**What the task requires**
Output the lines below from the one containing "Which pixel sits on the speckled" through the end of the listing, inclusive, exactly as they appear, and nothing further.

**Extracted records**
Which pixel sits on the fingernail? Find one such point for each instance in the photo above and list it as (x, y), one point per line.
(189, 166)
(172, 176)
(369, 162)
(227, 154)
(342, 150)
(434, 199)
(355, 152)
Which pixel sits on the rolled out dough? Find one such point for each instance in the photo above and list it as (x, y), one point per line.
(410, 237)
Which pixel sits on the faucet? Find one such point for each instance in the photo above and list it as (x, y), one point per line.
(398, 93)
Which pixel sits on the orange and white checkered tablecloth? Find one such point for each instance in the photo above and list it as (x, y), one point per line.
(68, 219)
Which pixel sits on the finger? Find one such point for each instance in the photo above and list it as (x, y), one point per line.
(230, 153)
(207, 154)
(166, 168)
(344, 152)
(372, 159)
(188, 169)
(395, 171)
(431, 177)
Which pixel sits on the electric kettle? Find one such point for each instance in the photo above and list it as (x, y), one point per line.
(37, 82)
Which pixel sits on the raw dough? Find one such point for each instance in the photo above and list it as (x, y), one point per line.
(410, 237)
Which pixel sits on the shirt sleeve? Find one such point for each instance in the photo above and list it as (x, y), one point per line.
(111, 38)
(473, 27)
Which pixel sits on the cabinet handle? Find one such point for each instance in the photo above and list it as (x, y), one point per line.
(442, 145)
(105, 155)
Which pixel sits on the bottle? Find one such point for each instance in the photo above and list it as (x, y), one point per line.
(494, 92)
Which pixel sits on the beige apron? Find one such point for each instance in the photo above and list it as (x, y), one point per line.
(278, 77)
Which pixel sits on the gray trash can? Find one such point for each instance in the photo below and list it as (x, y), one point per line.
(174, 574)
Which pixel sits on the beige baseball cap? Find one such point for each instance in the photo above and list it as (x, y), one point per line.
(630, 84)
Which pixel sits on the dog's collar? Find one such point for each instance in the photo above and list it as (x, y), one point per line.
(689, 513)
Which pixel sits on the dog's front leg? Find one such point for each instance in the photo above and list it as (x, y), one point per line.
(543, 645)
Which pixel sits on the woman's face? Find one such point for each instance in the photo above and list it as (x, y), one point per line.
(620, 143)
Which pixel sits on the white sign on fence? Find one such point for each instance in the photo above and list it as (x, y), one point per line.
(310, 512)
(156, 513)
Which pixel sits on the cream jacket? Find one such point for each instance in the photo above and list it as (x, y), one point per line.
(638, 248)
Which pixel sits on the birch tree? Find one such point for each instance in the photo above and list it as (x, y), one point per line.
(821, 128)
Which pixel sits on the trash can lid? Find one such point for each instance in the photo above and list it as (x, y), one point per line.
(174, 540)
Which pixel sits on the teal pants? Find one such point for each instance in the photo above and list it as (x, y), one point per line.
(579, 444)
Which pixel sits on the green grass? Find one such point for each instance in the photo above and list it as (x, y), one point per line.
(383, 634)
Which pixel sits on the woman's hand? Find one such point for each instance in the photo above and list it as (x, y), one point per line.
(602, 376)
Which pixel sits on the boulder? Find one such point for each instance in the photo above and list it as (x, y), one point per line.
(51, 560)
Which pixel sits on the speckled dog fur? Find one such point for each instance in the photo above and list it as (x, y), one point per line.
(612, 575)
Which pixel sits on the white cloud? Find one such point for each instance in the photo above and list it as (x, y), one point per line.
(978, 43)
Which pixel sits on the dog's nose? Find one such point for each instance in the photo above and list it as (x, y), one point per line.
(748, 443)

**Reply to the task**
Which pixel sits on the speckled dog fur? Find one such point for each instance in the photo above and list it as (x, y), one point per line.
(612, 575)
Which pixel sits on the white cloud? Find one such point for each instance in the photo above and list it as (x, y), one point per line.
(978, 43)
Which pixel sits on the dog's nose? Find one such point for each instance in the photo above and list it as (x, y), one point per line.
(748, 443)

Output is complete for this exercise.